→ Your objective
Arrange all of the entries below as a two-column CSV with the header row "prompt,points". Give one row per entry, holding its text and its answer, each in a single quoted field with any line breaks replaced by spaces, and omit the pictures.

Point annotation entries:
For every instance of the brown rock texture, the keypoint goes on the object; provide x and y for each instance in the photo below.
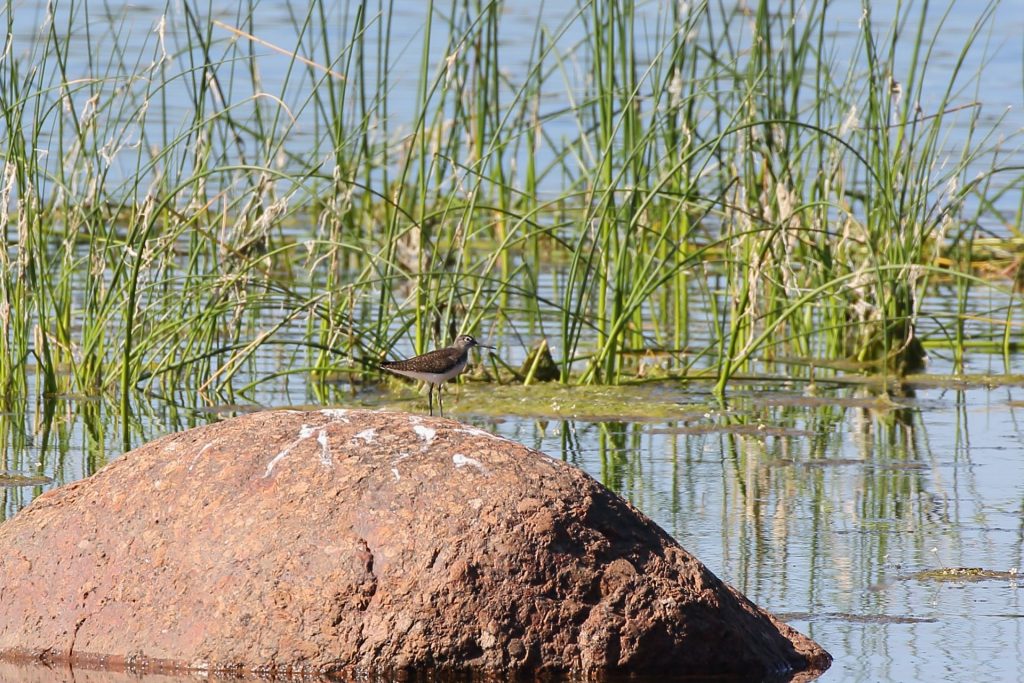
(351, 542)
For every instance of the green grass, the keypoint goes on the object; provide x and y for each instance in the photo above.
(718, 187)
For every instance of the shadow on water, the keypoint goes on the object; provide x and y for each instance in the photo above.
(43, 674)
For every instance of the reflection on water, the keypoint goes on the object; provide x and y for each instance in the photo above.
(844, 511)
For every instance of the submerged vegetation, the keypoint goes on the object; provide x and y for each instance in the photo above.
(222, 201)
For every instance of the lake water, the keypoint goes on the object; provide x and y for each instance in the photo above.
(847, 514)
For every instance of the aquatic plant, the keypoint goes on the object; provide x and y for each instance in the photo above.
(216, 204)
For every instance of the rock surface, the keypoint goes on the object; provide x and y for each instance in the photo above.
(352, 541)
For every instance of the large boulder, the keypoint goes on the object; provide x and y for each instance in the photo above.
(356, 541)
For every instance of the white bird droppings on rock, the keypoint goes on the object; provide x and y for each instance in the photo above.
(325, 449)
(461, 461)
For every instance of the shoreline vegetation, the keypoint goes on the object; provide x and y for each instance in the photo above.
(685, 190)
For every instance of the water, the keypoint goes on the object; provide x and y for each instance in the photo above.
(824, 505)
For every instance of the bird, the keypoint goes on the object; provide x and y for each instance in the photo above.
(436, 367)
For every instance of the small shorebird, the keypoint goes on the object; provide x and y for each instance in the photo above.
(435, 368)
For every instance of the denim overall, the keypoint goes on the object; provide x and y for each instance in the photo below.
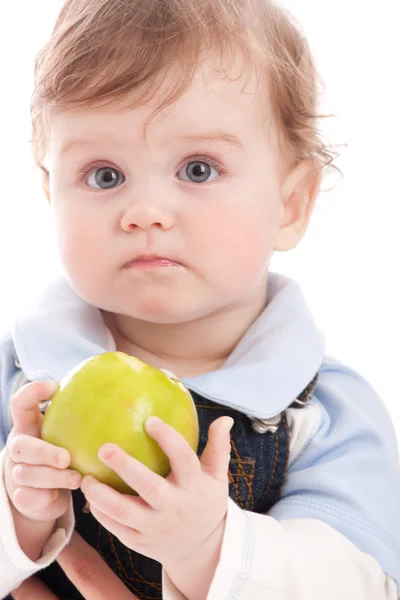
(259, 458)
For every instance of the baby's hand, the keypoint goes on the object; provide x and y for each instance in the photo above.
(36, 475)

→ Exercise solution
prompt,points
"For every instance of the brown rock texture, the keypoint goes on the object; provide x and y for each instance in the photo below.","(351, 542)"
"For every instance of the green grass, the keypoint goes on the object; provide x and y for each instance in the photo above.","(718, 187)"
"For every instance of the shadow on water, the keypoint goes on the object; provide x and y for each instance in the photo above.","(43, 674)"
"For every instance of the reflection on water, the keypoint goes on the object; provide x and y for each instance in the photo above.","(844, 511)"
"For every instance of the submerged vegetation, the keypoint goes on the object; provide x and y for each instance in the photo above.","(222, 201)"
"For every instance of the lake water, the keypoint goes on the object; provide x and y for each instance in the photo above.","(847, 514)"
"For every instance of the aquatic plant, the keypoint goes on the object; provide x and y for each instance in the photo above.","(216, 204)"
"For every instance of the rock surface, the keypoint goes on the object; provide x and y for each instance in the photo above.","(352, 541)"
"For every instance of the large boulder, the keypoint goes on the object; provide x and y for each instance in the photo above.","(356, 541)"
"For every instance of the white bird droppings on rock, the keypoint goes on the object; provide x and y for each instance in the photo above.","(325, 449) (461, 461)"
"For every instance of the shoreline vegetation, the keypoint goes on the object; provide x and y for each instance in the photo above.","(685, 190)"
"For every instance of the water, the keypoint goes on the object; provide x and y for each instance in the photo above.","(824, 505)"
"For every instance of the bird, the keypoint goes on the object; provide x and y for each instance in the photo above.","(436, 367)"
"For every instance of the small shorebird, the keypoint goes on the object; provide x and y for each instance in the photo above.","(435, 368)"
"For every instance of the denim overall, the keypoint goes on the object; provide x and y for each instance in the photo below.","(259, 458)"
"For every instance of the baby's hand, the keypoint goes on the object; provide x and y for each instance in the photo above.","(36, 475)"